>> START
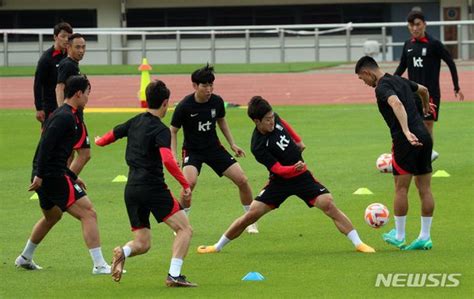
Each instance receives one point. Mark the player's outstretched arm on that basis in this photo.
(60, 94)
(228, 136)
(108, 138)
(401, 115)
(299, 142)
(424, 95)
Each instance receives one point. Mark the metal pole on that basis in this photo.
(40, 42)
(384, 43)
(5, 49)
(143, 46)
(282, 45)
(459, 41)
(247, 46)
(178, 47)
(213, 47)
(316, 44)
(348, 43)
(109, 49)
(123, 23)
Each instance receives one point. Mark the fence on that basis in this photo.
>> END
| Exercise aim |
Repeat the text of the entries above word for word, including every coordinate, but leave out the pictures.

| Result below |
Each instance receives one point. Mark the player's outstretched arm on that basis in this photo.
(60, 94)
(228, 136)
(108, 138)
(401, 115)
(299, 142)
(424, 95)
Each instance receives one point. Mark the metal pole on that basis in this photo.
(40, 42)
(384, 43)
(5, 49)
(143, 46)
(282, 45)
(459, 41)
(247, 46)
(178, 47)
(213, 47)
(316, 44)
(348, 43)
(109, 49)
(123, 23)
Each instance receives one point. Mark the fence on that basis in this photo.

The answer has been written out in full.